- _Set problem_
Begin at the line that contains "floe shown in this photo." and repeat every line from there to the end of the records below, inclusive, without adding any other line.

- _Supplied entries_
• • •

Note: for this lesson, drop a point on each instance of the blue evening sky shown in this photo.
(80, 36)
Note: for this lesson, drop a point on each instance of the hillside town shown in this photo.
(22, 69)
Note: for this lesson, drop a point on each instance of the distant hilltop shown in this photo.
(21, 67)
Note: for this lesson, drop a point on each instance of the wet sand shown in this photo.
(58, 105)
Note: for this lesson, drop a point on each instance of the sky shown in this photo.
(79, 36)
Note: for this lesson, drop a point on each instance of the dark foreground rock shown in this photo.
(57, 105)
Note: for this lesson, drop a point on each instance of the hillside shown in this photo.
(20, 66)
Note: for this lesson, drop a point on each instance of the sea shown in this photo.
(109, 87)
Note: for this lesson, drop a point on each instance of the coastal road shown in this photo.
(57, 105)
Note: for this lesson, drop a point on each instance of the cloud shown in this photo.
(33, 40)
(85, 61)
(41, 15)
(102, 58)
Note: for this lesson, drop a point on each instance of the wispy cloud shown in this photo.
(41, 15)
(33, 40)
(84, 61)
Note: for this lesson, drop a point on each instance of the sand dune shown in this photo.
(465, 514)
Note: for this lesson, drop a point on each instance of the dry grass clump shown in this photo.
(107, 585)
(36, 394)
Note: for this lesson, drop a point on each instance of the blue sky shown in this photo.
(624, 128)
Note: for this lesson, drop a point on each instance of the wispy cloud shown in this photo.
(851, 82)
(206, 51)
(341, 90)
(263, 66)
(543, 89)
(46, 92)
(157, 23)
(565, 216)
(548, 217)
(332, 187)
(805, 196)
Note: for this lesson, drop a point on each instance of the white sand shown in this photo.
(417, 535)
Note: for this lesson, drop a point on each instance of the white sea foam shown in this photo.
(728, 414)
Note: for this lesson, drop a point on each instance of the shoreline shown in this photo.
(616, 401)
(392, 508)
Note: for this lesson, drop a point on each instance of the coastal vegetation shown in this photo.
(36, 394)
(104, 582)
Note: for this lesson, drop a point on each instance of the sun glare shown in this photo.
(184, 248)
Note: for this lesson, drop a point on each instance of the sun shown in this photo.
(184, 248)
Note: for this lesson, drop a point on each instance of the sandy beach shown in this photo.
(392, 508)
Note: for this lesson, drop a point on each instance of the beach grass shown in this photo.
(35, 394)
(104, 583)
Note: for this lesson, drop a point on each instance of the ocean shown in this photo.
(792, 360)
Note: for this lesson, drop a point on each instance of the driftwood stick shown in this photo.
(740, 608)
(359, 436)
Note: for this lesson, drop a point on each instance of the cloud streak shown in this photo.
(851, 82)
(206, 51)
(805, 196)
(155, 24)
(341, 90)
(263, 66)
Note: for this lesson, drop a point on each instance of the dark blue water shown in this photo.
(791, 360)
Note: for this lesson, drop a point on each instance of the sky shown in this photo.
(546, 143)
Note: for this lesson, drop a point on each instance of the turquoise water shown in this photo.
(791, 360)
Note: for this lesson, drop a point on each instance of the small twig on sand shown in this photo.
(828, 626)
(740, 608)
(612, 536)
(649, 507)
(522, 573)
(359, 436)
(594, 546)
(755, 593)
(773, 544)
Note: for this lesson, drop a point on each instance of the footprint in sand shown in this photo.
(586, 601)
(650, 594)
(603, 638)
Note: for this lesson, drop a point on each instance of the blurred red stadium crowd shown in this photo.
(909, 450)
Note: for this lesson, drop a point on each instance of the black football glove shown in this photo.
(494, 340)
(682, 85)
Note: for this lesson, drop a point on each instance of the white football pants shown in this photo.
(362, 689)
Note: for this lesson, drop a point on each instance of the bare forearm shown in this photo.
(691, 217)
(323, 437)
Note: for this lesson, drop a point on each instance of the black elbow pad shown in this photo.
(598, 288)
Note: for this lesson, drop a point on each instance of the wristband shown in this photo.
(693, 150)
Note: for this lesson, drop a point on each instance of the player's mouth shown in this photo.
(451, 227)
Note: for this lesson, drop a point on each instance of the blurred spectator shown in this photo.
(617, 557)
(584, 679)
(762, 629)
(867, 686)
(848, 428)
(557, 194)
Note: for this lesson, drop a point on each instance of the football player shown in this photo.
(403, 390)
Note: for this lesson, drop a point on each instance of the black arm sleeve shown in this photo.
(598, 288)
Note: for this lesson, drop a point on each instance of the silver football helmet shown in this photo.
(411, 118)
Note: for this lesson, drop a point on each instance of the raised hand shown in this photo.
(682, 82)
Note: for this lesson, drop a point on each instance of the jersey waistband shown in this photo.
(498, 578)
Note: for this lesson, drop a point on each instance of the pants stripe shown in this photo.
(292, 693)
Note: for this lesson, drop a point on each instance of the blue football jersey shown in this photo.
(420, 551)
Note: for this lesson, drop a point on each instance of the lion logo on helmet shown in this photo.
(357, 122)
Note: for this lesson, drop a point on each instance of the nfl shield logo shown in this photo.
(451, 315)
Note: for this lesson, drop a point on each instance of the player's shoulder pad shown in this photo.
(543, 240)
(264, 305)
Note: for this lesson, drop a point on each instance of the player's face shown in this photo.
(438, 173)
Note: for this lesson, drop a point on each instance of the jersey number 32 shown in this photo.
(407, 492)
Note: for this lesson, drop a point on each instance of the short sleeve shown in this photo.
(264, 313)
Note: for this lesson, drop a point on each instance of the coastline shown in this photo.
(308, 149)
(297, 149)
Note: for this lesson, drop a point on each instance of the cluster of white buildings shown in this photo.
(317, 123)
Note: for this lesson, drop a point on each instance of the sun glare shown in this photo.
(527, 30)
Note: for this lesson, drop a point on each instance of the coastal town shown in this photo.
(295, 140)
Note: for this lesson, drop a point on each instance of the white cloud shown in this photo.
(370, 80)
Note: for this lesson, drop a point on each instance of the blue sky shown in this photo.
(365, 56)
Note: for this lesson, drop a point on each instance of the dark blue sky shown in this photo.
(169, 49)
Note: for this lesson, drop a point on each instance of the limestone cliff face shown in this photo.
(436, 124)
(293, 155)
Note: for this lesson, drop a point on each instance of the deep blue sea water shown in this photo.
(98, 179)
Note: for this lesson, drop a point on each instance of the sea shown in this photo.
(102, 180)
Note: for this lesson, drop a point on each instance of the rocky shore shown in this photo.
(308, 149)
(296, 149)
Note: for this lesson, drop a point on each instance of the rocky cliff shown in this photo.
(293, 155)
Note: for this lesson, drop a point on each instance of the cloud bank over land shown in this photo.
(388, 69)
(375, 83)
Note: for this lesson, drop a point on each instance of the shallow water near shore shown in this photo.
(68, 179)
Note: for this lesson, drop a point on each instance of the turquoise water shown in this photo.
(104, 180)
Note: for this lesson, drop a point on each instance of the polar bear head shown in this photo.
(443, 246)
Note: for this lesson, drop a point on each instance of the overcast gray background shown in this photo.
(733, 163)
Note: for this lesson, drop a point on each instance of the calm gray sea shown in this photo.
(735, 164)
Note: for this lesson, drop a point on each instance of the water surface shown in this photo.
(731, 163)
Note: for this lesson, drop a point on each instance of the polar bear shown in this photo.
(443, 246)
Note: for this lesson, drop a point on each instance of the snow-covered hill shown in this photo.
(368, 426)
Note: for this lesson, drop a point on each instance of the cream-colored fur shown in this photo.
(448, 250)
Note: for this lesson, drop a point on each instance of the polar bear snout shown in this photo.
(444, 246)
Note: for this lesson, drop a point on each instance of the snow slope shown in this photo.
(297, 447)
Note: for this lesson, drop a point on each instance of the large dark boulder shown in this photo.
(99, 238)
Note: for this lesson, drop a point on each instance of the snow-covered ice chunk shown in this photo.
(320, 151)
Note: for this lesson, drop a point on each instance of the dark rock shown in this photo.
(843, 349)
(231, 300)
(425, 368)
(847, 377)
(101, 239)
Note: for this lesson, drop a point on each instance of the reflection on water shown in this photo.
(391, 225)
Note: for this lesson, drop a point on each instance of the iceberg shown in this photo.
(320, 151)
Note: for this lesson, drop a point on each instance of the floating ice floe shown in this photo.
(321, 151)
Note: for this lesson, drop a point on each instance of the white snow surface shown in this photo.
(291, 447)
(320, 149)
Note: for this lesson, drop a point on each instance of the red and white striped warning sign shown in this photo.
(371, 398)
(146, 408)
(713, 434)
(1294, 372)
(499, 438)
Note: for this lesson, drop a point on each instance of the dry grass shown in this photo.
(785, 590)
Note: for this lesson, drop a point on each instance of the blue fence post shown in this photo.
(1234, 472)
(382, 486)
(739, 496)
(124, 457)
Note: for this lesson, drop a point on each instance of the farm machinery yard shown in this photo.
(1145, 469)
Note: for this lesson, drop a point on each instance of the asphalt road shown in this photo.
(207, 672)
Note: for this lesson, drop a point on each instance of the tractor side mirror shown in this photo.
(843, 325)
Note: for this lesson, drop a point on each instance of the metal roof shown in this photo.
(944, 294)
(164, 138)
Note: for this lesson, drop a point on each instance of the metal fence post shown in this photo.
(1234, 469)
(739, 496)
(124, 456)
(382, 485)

• • •

- _Problem solution_
Note: for this lesson, drop a point on each instance of the floating ice floe shown in this photo.
(321, 151)
Note: for this lesson, drop a point on each instance of the white snow surface shown in this photo.
(291, 447)
(320, 149)
Note: for this lesson, drop a point on each instance of the red and white striped warning sign shown in this photo.
(371, 398)
(146, 408)
(713, 434)
(1294, 372)
(499, 438)
Note: for this lesson, drop a point on each instance of the dry grass shown in this photo.
(785, 590)
Note: for this lesson, drop a point on each instance of the blue fence post shown in this photo.
(1234, 472)
(382, 486)
(739, 496)
(124, 457)
Note: for this lesson, drop a point on each instance of the farm machinery yard shown in this photo.
(1145, 469)
Note: for this lesson, drop a point on each instance of the asphalt road shown in this photo.
(207, 672)
Note: for this lesson, drop a point on each instance of the tractor side mirror shown in this photo.
(843, 325)
Note: for this lesson, drop a point on each instance of the metal roof shown in this photo.
(944, 294)
(164, 138)
Note: for this lesson, drop a point on each instance of the metal fence post shown in this photo.
(1234, 469)
(739, 496)
(124, 456)
(382, 485)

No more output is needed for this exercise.